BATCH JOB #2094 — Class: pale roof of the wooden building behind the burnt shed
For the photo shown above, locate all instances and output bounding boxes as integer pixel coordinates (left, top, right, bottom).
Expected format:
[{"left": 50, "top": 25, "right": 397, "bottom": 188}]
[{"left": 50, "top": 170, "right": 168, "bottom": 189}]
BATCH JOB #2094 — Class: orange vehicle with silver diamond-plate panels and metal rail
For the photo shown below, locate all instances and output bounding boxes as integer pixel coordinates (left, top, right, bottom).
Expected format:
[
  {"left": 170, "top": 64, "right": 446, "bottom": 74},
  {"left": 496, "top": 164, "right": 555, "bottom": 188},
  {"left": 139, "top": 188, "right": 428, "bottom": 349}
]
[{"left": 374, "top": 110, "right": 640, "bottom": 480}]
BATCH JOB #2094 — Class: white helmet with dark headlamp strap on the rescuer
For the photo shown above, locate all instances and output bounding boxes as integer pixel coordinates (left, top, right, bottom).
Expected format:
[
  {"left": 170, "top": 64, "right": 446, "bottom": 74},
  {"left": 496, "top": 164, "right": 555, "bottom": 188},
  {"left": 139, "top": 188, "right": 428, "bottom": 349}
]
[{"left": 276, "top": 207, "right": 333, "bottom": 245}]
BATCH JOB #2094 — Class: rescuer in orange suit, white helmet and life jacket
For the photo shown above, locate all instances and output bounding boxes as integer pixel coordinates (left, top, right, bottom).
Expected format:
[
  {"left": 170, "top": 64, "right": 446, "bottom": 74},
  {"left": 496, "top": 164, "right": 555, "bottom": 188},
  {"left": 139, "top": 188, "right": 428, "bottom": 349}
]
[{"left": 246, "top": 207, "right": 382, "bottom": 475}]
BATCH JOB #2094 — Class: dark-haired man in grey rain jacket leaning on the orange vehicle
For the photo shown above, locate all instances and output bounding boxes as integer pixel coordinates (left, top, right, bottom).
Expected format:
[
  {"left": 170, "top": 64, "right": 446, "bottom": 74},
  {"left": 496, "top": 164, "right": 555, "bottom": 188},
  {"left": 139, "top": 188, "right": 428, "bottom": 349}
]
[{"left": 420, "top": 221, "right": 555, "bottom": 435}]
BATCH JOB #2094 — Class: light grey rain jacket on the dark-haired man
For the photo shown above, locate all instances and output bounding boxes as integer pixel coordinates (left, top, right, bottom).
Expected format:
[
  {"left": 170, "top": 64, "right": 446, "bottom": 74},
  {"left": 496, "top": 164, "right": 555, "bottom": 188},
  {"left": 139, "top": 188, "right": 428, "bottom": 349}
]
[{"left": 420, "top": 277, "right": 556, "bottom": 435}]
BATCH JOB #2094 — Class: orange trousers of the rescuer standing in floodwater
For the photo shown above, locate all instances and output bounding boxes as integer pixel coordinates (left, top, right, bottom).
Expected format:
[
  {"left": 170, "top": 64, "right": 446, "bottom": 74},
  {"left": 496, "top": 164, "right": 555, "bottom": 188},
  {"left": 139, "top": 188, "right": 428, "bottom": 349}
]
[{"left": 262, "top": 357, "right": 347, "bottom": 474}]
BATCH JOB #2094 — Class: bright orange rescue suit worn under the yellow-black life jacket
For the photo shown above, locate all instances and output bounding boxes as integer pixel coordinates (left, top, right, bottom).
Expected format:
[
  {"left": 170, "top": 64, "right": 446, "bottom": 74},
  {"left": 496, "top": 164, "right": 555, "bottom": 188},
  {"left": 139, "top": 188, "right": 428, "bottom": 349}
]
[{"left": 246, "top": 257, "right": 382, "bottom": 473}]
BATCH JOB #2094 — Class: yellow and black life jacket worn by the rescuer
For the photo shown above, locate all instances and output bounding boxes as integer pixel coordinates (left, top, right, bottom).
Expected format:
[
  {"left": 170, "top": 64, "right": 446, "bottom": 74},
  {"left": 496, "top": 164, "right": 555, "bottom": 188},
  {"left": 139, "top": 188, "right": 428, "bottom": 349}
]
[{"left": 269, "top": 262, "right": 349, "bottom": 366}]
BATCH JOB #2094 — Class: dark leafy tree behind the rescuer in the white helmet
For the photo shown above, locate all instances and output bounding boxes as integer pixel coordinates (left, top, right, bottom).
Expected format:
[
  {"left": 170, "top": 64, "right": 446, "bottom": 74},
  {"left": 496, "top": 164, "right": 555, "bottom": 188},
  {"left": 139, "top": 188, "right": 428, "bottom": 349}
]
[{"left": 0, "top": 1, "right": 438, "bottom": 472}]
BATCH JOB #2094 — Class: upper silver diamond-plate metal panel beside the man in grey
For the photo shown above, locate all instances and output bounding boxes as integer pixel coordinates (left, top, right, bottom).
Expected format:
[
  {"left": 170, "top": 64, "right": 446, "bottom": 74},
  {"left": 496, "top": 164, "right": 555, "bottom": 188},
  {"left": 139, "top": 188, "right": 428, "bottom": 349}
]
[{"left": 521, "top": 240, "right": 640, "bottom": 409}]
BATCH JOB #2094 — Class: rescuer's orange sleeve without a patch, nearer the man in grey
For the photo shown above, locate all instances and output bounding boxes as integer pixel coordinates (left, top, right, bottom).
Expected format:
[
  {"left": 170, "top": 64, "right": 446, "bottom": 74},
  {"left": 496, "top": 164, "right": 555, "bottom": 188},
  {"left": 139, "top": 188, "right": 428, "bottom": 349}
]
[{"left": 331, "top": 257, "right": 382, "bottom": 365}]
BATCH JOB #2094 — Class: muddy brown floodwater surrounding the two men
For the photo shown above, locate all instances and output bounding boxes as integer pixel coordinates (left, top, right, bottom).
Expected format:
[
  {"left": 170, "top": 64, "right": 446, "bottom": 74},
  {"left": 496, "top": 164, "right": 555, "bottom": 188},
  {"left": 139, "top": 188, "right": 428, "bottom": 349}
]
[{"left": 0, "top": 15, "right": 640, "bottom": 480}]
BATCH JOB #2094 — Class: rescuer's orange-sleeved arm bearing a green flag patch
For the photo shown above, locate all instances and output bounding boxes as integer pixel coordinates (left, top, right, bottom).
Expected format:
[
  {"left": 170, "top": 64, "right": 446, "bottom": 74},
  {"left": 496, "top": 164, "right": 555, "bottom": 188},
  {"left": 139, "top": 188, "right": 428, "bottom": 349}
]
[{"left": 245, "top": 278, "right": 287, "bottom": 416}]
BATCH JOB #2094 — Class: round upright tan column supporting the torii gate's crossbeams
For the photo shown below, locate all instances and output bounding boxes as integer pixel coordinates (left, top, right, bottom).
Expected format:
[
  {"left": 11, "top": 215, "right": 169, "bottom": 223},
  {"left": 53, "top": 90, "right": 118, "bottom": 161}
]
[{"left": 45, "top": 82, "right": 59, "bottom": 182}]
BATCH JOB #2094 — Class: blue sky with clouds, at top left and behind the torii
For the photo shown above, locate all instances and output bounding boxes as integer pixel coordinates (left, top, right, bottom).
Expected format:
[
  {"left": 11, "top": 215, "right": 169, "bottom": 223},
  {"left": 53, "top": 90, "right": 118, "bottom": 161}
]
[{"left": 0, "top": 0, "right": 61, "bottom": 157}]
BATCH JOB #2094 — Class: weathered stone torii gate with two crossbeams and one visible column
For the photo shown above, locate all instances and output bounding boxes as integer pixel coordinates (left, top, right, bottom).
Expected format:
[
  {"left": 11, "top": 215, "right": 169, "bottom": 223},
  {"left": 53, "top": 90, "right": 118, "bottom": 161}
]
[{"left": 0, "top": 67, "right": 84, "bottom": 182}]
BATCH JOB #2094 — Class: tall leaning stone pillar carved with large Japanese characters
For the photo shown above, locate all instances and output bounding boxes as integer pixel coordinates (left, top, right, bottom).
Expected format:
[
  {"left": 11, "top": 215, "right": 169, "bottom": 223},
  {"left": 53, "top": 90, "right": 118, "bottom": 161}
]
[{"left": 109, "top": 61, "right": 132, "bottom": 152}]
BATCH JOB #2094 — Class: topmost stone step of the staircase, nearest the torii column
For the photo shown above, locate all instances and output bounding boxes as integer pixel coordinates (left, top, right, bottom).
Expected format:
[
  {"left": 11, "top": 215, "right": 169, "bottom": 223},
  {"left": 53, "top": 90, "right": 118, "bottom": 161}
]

——

Exercise requirements: Note down each line above where the word "helmet" occurs.

Answer:
BATCH JOB #2094 — Class: white helmet with dark headlamp strap on the rescuer
BATCH JOB #2094 — Class: rescuer in orange suit, white helmet and life jacket
BATCH JOB #2094 — Class: dark leafy tree behind the rescuer in the white helmet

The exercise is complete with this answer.